WORK INSTRUCTION =>
Filter the listing down to the lines containing the word "uniform".
☆ ☆ ☆
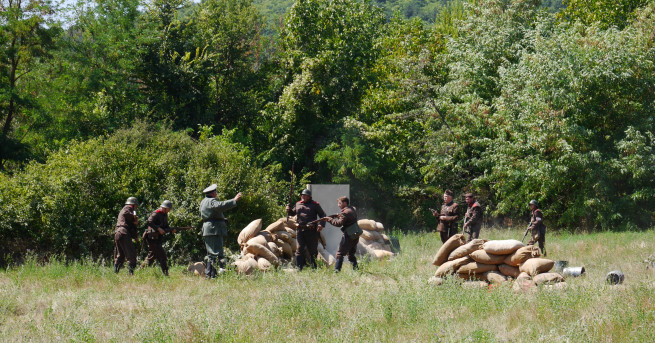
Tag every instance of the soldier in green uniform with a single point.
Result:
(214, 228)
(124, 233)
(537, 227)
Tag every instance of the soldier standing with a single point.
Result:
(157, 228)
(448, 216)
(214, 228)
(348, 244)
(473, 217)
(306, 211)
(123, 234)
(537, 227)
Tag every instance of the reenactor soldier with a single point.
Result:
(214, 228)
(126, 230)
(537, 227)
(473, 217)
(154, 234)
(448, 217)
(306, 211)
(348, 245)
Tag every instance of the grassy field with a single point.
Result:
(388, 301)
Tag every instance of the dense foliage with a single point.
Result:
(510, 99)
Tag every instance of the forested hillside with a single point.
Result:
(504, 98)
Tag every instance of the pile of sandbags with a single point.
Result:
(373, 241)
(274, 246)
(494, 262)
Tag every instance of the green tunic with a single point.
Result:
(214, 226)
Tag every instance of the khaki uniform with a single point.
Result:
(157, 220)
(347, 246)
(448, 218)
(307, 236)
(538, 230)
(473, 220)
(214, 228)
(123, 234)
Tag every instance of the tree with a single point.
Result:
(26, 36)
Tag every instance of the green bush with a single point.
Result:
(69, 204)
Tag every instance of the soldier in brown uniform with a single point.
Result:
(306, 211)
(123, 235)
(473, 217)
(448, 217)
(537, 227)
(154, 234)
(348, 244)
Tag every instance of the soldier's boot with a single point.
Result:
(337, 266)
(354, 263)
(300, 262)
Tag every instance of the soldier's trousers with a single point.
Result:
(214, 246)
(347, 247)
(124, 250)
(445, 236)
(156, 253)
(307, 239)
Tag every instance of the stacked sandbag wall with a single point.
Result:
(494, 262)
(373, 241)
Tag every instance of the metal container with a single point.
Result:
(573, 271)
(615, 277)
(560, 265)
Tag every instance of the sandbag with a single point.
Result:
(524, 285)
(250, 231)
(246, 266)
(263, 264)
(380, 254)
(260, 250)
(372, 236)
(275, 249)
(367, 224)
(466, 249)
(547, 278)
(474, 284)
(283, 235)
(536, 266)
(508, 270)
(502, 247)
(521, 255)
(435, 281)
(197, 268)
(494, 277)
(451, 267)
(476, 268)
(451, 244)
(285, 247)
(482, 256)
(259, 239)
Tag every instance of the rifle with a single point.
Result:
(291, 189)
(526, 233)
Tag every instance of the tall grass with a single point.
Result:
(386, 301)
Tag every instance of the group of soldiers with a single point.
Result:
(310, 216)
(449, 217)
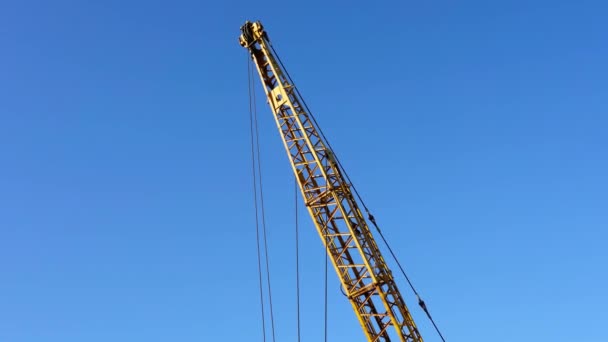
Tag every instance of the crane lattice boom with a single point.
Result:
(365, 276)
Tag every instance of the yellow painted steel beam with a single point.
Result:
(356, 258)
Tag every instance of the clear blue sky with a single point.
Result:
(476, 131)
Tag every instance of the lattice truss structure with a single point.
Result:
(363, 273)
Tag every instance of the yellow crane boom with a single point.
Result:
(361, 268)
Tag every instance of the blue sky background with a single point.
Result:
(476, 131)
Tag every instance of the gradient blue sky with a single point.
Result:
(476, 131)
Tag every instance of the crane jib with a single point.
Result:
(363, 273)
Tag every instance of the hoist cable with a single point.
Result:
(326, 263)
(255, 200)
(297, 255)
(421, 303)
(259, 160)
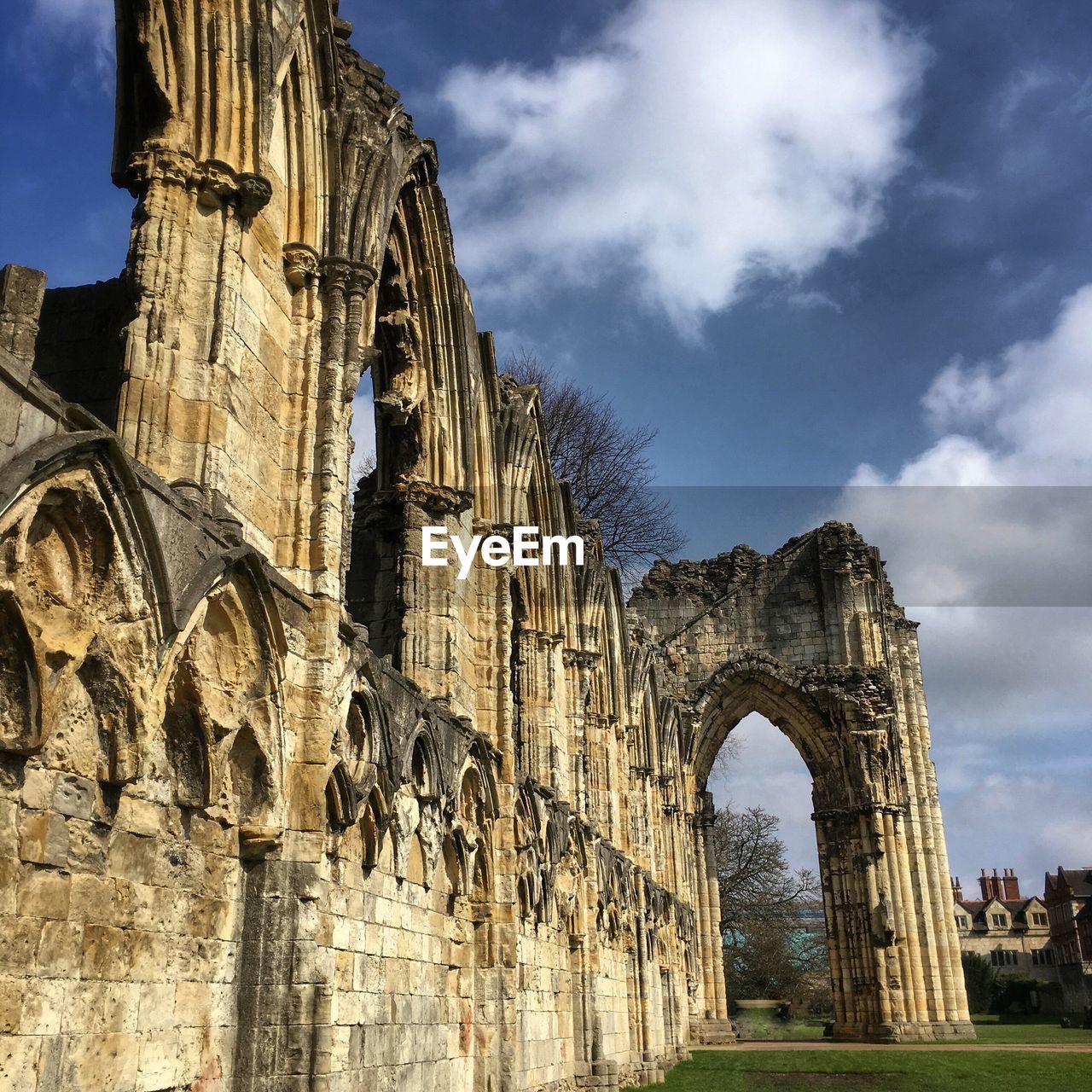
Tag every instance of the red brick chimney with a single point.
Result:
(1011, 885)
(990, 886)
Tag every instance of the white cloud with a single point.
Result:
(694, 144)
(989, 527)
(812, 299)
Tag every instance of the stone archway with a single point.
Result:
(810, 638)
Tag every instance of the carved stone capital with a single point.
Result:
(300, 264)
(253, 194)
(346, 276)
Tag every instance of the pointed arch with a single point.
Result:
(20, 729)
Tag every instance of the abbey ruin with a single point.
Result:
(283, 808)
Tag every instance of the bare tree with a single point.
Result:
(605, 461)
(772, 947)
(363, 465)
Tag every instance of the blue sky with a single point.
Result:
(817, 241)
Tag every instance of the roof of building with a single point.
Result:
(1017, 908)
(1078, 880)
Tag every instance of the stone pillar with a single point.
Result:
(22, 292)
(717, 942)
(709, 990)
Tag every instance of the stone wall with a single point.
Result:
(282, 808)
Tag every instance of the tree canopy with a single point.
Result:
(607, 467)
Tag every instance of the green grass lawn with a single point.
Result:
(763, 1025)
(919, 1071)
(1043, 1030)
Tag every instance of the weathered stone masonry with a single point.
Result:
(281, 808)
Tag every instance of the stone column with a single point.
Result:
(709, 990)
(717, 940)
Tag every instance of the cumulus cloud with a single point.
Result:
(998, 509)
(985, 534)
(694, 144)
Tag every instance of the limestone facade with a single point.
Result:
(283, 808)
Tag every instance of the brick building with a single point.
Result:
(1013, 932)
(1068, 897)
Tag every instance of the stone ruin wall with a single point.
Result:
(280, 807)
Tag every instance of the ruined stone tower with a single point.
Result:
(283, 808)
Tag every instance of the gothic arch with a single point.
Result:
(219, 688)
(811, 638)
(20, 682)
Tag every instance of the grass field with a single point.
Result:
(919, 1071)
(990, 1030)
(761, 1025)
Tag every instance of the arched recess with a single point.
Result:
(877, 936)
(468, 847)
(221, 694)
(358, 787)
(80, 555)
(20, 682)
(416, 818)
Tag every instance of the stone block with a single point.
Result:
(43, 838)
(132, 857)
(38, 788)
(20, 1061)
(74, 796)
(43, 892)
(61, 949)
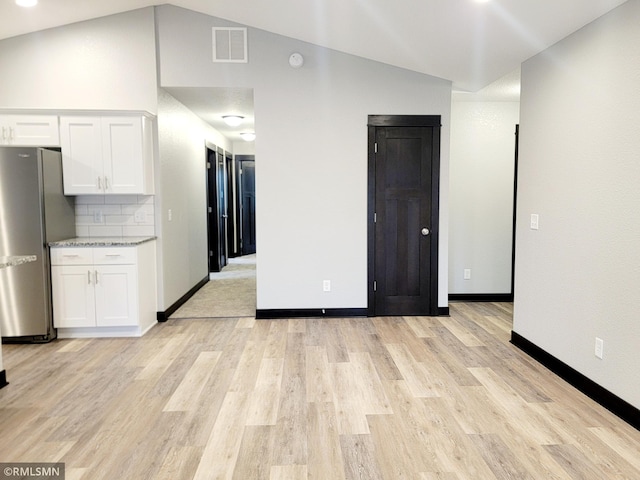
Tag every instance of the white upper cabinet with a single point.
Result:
☆ ☆ ☆
REPLY TO THE EXERCISE =>
Tag every instance of the soldier in green uniform with a single point.
Tag every instance of the khaki uniform with a single point.
Tag every instance of the soldier in brown uniform with a single point.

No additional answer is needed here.